*** Task inputs ***
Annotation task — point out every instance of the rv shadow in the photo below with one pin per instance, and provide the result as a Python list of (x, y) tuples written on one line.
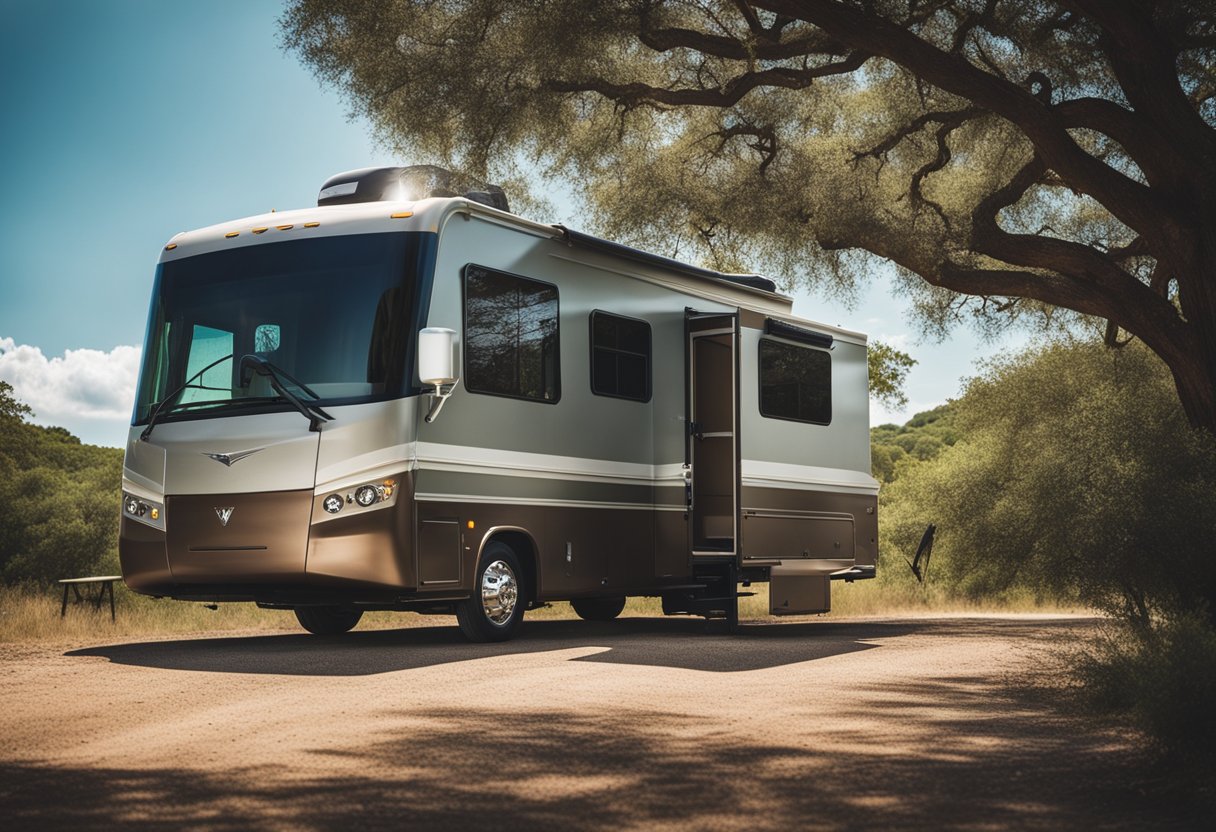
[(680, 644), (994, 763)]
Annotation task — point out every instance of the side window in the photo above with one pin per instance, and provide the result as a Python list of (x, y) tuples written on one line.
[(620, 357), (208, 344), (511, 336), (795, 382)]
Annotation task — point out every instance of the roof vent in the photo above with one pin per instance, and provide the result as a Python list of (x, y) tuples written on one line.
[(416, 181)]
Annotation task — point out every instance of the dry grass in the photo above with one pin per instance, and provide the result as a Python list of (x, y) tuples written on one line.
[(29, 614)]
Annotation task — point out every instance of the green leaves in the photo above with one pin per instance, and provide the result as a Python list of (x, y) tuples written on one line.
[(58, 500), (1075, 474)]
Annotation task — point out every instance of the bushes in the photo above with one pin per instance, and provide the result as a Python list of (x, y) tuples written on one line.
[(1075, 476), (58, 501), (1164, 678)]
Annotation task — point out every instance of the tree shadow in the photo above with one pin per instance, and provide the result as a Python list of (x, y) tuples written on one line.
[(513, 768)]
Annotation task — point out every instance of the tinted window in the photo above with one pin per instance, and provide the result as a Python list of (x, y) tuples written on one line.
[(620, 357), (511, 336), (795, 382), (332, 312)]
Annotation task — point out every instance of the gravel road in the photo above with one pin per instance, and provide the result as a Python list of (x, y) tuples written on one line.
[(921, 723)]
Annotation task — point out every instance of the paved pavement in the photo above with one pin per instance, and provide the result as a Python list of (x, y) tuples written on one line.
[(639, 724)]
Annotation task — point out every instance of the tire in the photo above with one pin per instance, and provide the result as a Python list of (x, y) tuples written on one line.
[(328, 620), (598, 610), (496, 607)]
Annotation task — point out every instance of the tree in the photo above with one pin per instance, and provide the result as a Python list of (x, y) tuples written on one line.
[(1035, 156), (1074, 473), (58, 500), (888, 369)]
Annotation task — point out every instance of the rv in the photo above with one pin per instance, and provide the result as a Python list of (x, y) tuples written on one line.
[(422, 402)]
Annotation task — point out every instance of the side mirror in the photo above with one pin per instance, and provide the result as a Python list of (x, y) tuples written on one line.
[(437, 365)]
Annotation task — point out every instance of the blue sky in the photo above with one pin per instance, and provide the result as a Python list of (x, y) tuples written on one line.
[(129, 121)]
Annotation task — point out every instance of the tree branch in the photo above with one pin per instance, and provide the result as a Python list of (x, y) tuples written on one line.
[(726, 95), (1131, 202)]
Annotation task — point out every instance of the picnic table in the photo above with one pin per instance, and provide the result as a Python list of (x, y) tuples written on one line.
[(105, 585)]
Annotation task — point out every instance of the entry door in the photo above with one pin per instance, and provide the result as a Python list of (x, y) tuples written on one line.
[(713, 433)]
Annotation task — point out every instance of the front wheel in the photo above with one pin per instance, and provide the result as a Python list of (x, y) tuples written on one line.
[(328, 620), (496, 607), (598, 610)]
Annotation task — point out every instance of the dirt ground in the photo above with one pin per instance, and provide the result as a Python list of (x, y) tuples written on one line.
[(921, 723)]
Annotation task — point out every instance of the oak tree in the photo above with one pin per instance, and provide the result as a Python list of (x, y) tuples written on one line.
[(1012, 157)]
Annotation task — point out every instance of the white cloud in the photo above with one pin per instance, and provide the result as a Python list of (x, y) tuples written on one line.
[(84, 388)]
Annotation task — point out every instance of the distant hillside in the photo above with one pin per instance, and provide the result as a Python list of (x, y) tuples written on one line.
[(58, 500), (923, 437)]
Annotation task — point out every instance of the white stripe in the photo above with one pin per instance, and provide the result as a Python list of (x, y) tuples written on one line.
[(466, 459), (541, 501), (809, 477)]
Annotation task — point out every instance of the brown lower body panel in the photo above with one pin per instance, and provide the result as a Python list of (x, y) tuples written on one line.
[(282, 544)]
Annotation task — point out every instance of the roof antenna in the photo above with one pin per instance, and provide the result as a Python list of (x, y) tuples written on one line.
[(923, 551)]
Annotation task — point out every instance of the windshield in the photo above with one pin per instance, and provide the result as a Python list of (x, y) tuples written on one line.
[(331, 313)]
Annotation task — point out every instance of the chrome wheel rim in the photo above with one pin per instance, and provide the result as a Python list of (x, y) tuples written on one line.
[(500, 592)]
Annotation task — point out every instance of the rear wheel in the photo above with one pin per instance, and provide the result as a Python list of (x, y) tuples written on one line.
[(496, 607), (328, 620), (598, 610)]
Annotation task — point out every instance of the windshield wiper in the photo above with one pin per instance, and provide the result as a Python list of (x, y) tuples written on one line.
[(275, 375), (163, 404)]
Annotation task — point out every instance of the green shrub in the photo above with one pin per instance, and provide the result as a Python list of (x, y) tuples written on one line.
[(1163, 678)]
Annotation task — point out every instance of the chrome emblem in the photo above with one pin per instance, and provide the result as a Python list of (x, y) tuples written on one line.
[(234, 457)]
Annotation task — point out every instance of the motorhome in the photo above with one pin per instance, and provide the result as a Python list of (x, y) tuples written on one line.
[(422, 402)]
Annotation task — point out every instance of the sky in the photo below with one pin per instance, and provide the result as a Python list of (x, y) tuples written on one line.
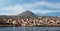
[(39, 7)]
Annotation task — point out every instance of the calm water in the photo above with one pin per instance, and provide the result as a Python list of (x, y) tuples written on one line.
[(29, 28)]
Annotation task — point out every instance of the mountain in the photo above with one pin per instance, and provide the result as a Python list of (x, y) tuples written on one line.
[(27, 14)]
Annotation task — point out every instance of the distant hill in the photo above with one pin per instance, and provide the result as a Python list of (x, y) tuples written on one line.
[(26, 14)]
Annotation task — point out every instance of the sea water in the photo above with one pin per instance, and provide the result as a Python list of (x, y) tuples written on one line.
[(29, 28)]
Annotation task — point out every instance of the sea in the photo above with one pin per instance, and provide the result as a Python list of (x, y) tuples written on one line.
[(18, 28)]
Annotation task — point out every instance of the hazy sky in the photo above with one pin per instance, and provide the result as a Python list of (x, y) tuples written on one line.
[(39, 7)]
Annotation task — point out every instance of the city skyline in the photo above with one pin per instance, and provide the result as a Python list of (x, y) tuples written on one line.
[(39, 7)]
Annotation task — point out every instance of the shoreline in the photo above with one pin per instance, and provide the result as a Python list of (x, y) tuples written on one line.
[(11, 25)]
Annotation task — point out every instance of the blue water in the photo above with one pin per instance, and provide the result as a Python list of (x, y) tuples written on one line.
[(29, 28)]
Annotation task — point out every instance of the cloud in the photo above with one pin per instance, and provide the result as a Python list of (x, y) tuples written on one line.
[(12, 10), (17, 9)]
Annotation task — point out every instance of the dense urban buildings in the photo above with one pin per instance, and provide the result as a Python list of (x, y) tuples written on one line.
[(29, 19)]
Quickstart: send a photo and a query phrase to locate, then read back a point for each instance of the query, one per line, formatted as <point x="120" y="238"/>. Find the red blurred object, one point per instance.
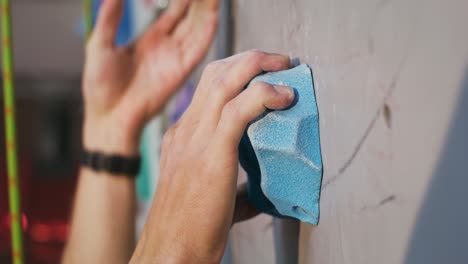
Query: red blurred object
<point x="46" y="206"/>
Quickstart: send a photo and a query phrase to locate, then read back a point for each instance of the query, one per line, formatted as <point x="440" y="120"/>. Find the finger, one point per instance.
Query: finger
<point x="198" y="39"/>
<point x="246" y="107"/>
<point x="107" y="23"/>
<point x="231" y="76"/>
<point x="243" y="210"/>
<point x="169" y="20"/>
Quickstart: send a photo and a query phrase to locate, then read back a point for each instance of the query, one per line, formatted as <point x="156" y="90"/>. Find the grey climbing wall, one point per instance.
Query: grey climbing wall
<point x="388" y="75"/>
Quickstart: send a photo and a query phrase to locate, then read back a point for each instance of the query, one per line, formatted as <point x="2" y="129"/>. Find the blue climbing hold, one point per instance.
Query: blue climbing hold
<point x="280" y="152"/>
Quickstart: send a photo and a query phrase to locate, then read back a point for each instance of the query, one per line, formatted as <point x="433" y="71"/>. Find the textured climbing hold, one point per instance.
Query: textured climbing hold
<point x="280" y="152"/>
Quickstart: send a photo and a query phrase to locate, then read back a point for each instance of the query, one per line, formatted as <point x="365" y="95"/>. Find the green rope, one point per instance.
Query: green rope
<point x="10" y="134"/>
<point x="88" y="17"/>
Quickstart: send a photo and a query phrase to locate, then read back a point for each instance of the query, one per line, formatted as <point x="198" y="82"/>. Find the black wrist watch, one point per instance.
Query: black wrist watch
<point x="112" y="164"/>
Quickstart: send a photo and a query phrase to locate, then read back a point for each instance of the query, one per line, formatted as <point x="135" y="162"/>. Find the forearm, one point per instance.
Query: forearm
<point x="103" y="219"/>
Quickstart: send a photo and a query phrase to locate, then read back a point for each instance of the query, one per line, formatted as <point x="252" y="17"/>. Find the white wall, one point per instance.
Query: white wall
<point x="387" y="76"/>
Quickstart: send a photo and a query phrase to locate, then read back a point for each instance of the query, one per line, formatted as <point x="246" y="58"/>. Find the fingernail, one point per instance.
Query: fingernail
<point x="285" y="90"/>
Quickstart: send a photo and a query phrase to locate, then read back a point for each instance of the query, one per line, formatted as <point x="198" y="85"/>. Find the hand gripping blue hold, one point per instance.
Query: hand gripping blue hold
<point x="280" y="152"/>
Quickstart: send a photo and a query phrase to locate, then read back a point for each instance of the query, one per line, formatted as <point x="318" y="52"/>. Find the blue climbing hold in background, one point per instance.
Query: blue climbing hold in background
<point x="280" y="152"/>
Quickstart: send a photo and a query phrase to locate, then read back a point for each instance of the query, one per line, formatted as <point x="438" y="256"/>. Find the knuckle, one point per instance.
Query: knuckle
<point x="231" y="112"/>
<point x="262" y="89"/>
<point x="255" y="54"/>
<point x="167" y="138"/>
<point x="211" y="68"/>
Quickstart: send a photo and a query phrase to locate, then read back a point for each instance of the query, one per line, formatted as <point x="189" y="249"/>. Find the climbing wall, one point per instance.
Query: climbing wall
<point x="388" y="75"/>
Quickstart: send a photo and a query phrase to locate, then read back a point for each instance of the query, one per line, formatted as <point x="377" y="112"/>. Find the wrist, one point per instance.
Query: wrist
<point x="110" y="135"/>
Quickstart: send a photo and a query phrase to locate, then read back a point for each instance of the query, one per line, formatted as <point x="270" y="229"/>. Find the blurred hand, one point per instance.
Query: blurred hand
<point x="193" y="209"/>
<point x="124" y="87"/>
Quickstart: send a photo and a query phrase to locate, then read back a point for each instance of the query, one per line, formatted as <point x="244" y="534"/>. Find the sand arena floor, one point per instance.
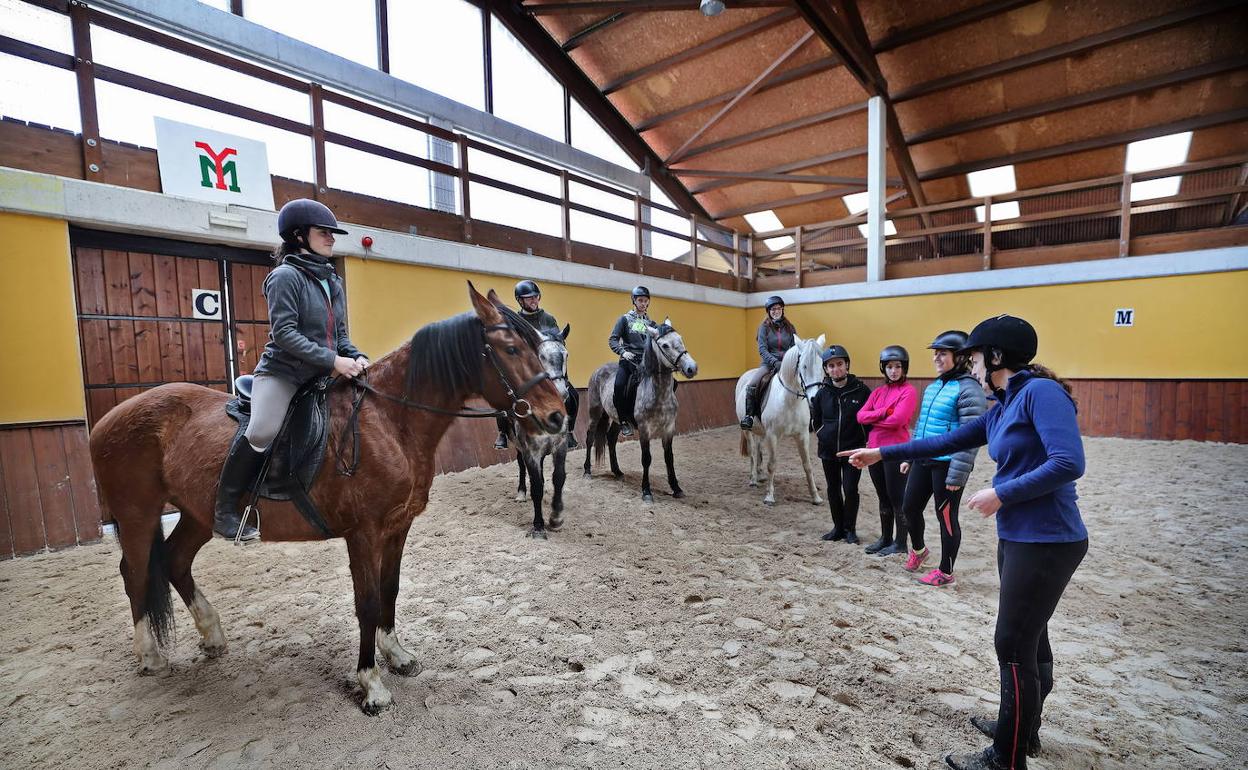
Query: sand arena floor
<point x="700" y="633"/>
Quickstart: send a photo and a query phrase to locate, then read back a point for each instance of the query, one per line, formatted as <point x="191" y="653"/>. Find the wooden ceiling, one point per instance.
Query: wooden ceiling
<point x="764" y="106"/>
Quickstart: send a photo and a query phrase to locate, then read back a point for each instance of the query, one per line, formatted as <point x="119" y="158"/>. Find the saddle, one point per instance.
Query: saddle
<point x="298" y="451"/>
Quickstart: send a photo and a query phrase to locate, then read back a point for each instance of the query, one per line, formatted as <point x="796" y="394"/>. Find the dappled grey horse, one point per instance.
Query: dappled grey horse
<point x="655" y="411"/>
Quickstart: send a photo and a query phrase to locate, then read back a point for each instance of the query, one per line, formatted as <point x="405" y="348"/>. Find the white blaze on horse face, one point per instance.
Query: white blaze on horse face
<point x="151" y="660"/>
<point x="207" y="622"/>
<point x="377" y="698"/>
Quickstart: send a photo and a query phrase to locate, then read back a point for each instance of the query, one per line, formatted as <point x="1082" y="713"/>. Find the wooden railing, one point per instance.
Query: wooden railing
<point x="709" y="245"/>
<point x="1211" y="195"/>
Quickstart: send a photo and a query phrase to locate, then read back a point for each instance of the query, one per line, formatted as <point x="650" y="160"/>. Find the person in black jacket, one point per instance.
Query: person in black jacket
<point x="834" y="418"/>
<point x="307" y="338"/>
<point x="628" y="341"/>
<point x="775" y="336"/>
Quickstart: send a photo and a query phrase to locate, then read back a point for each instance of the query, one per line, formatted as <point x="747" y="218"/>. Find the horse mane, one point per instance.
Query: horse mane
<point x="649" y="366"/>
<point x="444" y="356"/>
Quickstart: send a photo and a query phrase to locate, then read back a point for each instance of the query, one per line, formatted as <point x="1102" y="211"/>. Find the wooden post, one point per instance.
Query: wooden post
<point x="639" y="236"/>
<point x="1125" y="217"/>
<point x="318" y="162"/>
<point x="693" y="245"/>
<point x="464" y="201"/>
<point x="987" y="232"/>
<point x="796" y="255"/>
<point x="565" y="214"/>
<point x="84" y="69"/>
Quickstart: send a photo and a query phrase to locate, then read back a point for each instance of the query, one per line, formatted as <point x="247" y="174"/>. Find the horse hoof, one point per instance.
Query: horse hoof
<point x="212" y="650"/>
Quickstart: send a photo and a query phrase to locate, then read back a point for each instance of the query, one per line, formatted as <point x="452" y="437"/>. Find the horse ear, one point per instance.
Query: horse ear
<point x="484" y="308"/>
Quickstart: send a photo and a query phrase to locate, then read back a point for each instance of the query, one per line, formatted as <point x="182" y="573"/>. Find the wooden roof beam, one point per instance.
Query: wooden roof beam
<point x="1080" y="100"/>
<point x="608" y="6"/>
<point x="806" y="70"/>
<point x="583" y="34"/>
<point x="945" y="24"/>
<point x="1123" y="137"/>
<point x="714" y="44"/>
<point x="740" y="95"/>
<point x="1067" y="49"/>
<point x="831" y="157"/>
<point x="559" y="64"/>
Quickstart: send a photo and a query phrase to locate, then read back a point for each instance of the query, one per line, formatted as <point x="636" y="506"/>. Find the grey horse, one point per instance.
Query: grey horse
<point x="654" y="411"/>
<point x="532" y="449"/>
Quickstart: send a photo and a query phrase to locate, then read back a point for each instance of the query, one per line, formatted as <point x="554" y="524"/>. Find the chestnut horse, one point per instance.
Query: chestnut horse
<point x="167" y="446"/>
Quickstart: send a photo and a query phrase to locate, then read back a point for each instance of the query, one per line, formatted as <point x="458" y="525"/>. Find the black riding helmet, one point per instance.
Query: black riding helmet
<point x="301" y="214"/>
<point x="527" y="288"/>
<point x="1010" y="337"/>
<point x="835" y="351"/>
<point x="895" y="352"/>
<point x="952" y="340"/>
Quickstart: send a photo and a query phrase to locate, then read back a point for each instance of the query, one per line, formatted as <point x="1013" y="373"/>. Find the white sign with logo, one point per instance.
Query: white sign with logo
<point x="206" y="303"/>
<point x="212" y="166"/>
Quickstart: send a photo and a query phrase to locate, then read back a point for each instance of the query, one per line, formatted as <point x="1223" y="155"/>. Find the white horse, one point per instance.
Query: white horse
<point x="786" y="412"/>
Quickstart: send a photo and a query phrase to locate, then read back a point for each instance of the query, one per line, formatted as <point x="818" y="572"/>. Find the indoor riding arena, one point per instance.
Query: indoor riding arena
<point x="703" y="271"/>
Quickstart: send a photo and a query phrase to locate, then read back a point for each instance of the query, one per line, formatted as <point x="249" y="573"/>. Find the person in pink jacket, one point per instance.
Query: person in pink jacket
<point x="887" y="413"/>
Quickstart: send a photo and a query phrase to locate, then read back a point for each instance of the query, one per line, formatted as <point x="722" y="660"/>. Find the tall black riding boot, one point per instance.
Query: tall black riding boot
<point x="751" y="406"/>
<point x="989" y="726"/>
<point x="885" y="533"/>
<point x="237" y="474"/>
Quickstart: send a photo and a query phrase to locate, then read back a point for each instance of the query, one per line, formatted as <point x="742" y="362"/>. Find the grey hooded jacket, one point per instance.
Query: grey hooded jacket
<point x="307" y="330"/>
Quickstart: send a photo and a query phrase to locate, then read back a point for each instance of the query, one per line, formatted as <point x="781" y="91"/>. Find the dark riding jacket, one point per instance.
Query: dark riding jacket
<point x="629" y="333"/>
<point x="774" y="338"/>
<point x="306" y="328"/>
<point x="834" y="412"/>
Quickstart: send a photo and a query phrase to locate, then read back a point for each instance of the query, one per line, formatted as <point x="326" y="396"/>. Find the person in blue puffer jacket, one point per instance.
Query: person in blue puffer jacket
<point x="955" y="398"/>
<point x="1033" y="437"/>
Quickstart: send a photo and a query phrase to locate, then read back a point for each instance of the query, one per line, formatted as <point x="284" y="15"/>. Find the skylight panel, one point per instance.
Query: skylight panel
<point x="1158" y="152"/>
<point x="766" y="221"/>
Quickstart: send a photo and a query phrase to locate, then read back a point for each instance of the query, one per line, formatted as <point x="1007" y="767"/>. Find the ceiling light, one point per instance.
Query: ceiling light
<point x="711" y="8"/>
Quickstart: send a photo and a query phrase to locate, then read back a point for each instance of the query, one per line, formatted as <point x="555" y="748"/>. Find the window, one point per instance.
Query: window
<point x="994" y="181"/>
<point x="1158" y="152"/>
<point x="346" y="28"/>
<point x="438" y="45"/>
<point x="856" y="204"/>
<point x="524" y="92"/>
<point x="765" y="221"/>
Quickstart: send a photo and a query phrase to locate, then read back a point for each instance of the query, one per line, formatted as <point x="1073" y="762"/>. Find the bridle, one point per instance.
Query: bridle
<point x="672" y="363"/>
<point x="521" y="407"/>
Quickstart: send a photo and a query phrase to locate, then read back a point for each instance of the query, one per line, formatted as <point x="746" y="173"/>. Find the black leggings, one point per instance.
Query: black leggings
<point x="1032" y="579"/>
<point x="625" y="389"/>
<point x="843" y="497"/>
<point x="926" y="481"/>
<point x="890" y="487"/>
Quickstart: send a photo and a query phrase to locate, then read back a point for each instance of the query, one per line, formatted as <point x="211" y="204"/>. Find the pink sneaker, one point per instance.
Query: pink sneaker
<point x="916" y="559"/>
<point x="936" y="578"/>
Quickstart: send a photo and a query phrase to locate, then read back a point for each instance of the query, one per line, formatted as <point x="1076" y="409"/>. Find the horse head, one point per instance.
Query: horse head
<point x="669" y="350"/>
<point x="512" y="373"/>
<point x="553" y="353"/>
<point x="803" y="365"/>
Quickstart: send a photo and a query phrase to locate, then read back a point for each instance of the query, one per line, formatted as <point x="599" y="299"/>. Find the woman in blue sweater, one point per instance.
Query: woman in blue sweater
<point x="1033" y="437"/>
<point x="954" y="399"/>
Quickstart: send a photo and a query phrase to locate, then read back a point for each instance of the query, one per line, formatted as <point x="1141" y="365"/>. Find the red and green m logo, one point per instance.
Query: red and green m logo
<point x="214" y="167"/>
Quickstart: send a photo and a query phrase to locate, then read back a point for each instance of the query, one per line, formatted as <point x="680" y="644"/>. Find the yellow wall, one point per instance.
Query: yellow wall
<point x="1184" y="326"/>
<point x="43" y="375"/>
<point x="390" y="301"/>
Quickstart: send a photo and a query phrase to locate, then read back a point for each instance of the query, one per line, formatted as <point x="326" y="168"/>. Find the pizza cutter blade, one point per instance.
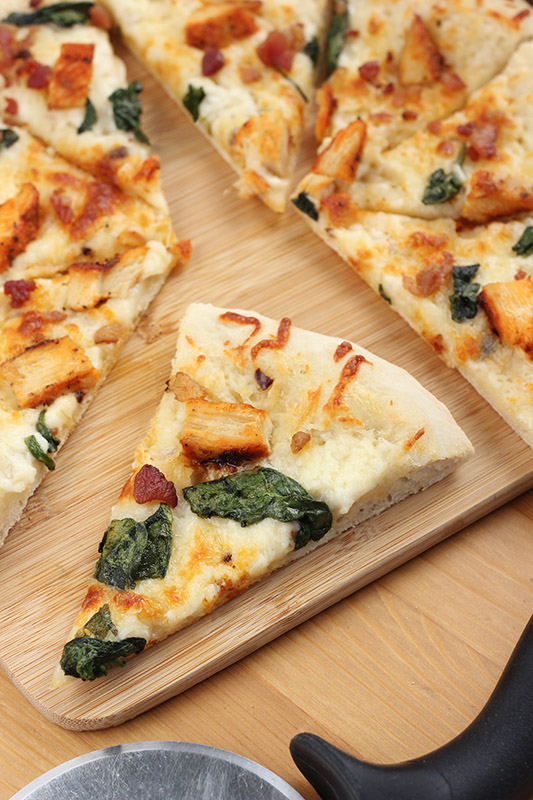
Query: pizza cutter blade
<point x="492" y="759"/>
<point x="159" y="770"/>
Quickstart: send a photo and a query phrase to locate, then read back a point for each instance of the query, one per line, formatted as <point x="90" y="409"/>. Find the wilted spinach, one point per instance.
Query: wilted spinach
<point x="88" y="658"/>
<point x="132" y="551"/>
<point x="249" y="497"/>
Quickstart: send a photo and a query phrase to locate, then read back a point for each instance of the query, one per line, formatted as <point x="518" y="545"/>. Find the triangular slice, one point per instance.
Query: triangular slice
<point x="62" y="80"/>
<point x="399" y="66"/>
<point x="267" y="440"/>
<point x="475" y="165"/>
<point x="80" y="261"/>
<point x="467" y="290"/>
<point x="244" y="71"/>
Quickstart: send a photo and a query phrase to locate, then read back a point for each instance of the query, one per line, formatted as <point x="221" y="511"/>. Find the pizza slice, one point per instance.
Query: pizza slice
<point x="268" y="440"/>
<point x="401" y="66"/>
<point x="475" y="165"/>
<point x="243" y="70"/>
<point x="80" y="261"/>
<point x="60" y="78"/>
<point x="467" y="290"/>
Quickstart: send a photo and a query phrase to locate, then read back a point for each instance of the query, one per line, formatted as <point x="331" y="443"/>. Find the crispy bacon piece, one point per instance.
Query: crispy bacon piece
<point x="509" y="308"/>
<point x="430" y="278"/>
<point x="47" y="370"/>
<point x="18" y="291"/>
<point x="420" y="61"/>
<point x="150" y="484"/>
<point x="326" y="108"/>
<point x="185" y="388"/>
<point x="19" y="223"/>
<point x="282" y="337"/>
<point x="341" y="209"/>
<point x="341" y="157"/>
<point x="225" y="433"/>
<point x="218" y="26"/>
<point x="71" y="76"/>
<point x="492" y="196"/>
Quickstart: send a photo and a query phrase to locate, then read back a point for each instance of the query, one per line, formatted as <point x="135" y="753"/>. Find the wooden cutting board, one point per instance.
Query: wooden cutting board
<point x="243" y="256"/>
*** End of Task inputs ***
What is needed
As the answer, set down only the lines from the data above between the one holding "sweater, one point per instance." and the one holding "yellow wall, one point per instance.", inclusive, exactly as they read.

Expected answer
Quickstart: send a photo and a query phrase to locate, then read back a point for each instance of the query, one per line, formatted as <point x="599" y="299"/>. Find the woman in blue sweater, one point per instance.
Query: woman in blue sweater
<point x="1033" y="437"/>
<point x="954" y="399"/>
Quickstart: send a photo and a query phrase to locate, then read back a point for each instance of the query, one per line, formatted as <point x="1141" y="365"/>. Find the red and green m logo, one point per instance.
Query: red and green m logo
<point x="214" y="167"/>
Quickstart: send a photo and a query phrase to locate, then read back a point for each instance of the query, one per line, formatted as <point x="680" y="644"/>. Find the yellow wall, one point per instance.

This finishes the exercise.